» TASK REQUIREMENTS
Please report how many lines in the records below contain the word "blade", and give nothing else.

» DATA EXTRACT
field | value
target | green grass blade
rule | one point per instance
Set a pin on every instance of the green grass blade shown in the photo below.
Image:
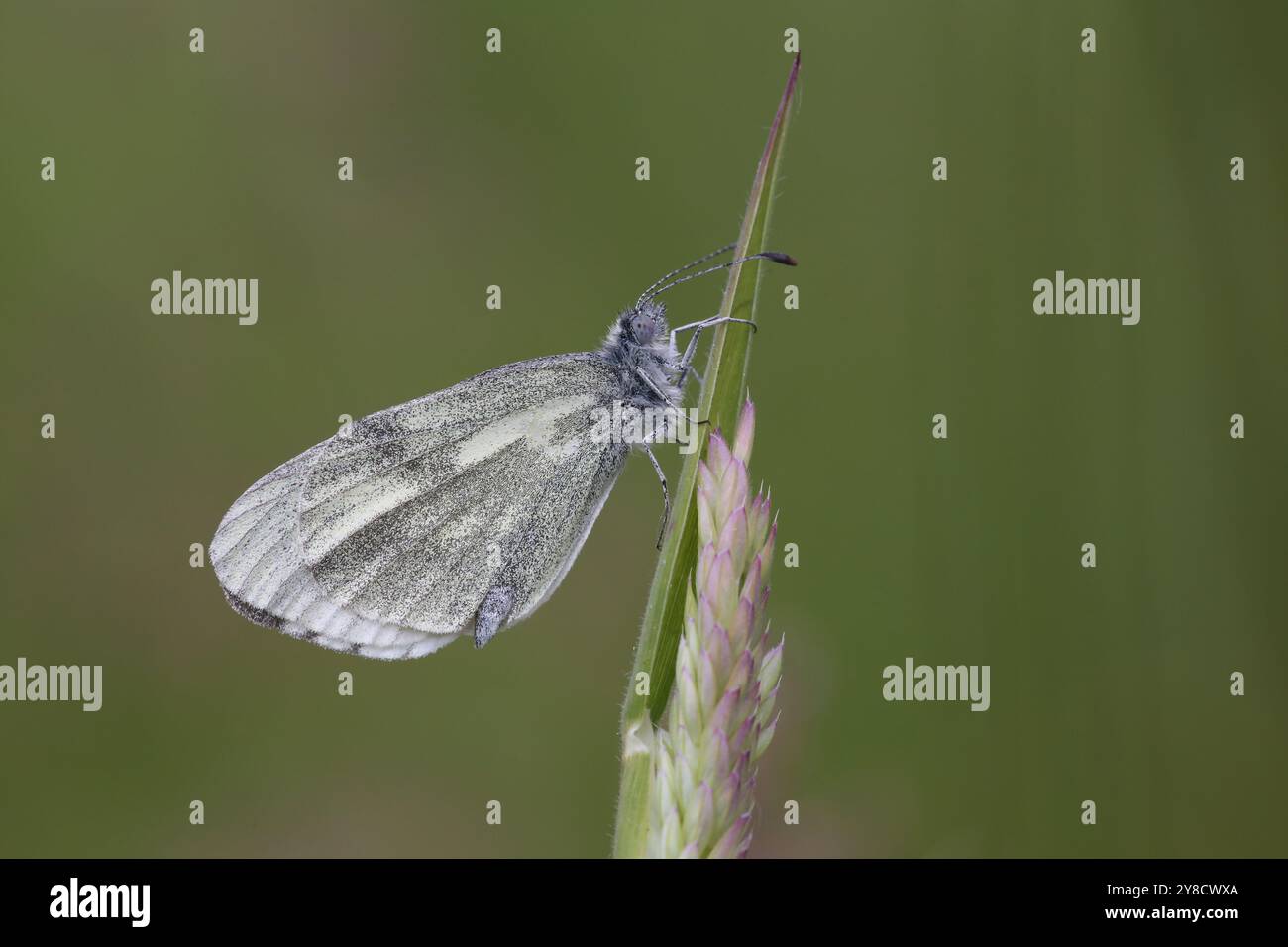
(725, 381)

» ANSWER TO THIS EXERCISE
2